▶ [Task requirements]
1. In the passage on post-war Shanghai, why was the man refused assistance?
2. Return the portion of the Shanghai passage between "As the only" and "was a banker.", inclusive.

>> START Reading text

As the only papers he
could produce were written apparently in Arabic on dirty leaves torn from a
notebook, and bearing neither seal not stamp, he was refused assistance until
he could obtain proper proof. It was later discovered that he came from Tientsin
[Tianjin] where he had represented himself as an American Presbyterian
Missionary to the USA Consul, by whom he was rejected as an imposter. In
Shanghai he booked rooms in three different hotels, and booked a passage to
Hong Kong, saying he was a banker.
He also applied to
the USA Consul for a passport to Hong Kong, saying he was born in New York, but
has lost his papers. He is about 5 feet 10 inches in height, heavily built,
very dark, looks like an Assyrian or Hindoo and wears black clothing.21
Such characters
populated a new genre of romans cosmopolites, a model being Maurice Dekobra’s La Madone des Sleepings, or Madonna of the
Sleeping Cars (1925), set in the world of the constantly mobile, and written in
polyglossic style with knowing sketches of the
denizens of the revolutionary demi-monde.22 In Shanghai, the underworld lay in
plain sight. The city’s black economy was boosted by a bonanza in the illicit
arms trade as China became the destination of much of the surplus weaponry of
the Great War. It was financed by the opium trade, control of which gave
aspirants in the struggle for China a decisive strategic advantage. It
corrupted the police and created a more or less open shadow government of urban
gangs. In 1922, the French consul-general dismissed an entire police post for
being on the take. The head of the Chinese detectives in the International
Settlement led a double life as a gangland boss. In the five years after 1922,
armed robberies rose from forty-seven to 1,458 in 1927. Police raids only had
the effect of pushing rackets into a Chinese-administered city or a neighbouring concession. Criminals no less than
revolutionaries exploited the different police jurisdictions. To the police,
revolution was merely an extension of crime by other means.23
Most of the new
arrivals in the city were Chinese, mainly from the northern provinces, who now
accounted for around 90 per cent of the population of 3 million people. Of all
the transformations of post-war Shanghai, the most visible was its emergence as
a city of petty urban dwellers, of loose connections, united in their exposure
to hybrid cosmopolitan tastes and new ways of speaking. These years saw the
bloom of a modernity that had been seeded from the end of the nineteenth
century; a form of modern life experienced in other Asian cities, in a more
accelerated and intense form than that of any country in Europe, ‘more
plastic’, ‘more artful’. But Shanghai’s burgeoning culture of capitalism, its
consumerism, was on a scale seen in few other places.24 Here, in the vocabulary
of Bolshevism, the historic destiny of the Asian bourgeoisie would be tested as
nowhere else. So too, in this ‘hypo-’ or ‘hyper-colony’, would be the authority
of foreign imperialism, at the birth of its jazz age.

>> END Reading text
>> START Record excerpts

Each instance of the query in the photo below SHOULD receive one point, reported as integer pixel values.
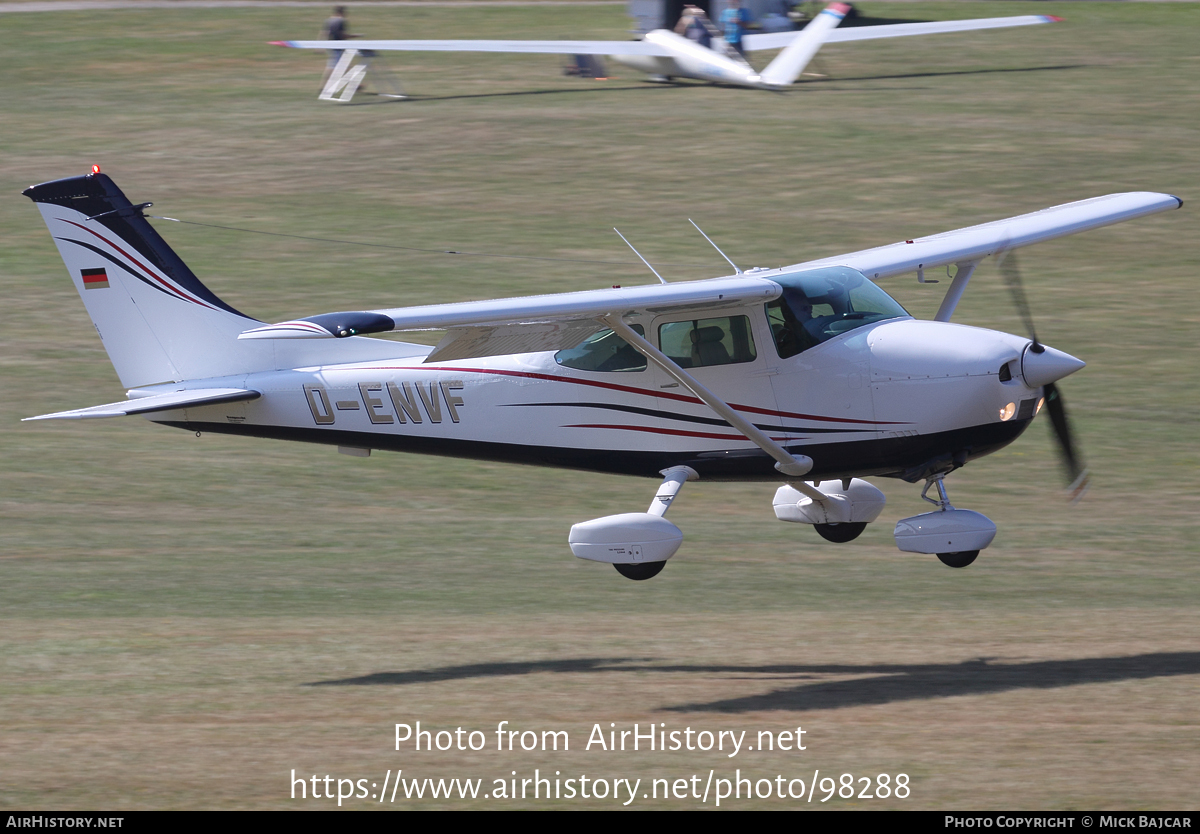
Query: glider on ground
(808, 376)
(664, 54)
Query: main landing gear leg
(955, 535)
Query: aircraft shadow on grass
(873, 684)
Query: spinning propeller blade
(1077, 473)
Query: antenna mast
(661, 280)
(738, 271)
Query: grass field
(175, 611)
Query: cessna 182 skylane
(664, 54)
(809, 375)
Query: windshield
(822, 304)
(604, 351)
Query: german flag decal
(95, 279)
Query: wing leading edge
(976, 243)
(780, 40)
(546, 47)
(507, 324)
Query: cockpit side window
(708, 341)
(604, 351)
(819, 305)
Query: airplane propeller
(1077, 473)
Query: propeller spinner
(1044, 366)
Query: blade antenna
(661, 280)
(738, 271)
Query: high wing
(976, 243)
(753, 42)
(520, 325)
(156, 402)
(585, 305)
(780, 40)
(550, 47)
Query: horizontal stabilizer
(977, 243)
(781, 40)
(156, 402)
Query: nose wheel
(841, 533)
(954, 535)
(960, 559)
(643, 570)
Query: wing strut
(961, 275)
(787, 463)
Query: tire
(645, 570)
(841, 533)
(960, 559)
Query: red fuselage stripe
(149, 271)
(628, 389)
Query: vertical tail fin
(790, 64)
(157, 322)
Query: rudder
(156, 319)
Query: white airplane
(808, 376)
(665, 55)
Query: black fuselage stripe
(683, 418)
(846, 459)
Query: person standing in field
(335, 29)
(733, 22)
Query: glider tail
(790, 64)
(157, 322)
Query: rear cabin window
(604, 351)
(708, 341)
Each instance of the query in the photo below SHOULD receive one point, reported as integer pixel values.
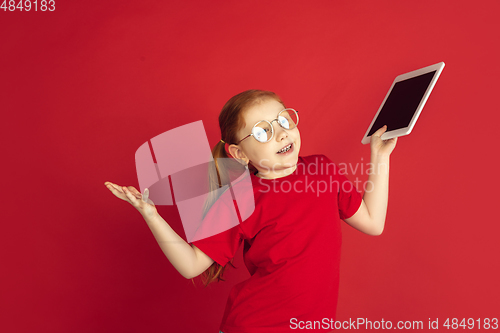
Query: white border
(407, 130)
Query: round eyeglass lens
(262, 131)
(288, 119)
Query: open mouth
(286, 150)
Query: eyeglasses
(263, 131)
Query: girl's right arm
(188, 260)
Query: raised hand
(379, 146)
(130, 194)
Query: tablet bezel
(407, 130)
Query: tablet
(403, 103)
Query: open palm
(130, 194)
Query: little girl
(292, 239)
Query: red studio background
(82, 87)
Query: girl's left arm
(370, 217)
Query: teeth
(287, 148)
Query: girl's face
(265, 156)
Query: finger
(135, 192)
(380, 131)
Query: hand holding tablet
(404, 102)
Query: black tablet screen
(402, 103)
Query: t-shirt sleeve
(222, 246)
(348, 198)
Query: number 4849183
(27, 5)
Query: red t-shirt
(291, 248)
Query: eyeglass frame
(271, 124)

>> END Record excerpts
>> START Record excerpts

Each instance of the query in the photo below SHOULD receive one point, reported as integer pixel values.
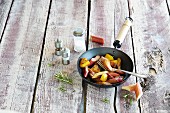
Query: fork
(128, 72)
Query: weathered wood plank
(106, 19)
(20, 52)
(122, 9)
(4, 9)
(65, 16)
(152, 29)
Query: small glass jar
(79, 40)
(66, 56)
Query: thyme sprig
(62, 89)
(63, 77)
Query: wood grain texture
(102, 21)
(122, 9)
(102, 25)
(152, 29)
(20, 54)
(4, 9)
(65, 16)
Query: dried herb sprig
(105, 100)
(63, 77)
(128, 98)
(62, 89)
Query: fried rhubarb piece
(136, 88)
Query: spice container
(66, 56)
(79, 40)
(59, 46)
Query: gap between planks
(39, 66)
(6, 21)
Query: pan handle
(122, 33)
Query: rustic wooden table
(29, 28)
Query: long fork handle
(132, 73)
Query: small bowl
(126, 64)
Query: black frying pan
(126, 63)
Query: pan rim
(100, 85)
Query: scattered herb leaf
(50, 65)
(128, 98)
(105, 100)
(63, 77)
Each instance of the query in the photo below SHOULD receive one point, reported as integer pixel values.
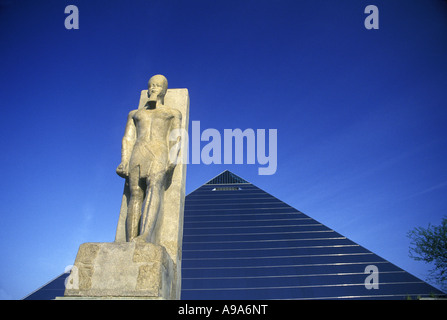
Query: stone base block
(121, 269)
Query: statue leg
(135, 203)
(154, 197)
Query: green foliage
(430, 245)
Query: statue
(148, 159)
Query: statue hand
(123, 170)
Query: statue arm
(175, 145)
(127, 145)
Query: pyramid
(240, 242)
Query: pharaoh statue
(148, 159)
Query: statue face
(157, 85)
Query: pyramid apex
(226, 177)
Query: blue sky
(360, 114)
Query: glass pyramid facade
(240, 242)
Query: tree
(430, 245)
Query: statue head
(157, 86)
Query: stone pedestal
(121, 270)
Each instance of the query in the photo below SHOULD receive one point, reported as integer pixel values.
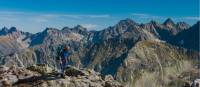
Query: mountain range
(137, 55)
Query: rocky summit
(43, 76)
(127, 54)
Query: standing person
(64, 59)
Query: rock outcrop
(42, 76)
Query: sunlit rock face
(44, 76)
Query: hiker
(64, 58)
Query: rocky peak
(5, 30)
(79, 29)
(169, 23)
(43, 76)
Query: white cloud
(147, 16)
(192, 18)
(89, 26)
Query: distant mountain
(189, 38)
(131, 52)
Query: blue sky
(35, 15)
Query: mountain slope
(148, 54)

>> END Record excerpts

▶ [Answers per task]
1. He was refused assistance because his only papers were dirty leaves torn from a notebook. They were apparently written in Arabic and bore neither seal nor stamp, so he was told he needed proper proof.

2.
As the only papers he
could produce were written apparently in Arabic on dirty leaves torn from a
notebook, and bearing neither seal not stamp, he was refused assistance until
he could obtain proper proof. It was later discovered that he came from Tientsin
[Tianjin] where he had represented himself as an American Presbyterian
Missionary to the USA Consul, by whom he was rejected as an imposter. In
Shanghai he booked rooms in three different hotels, and booked a passage to
Hong Kong, saying he was a banker.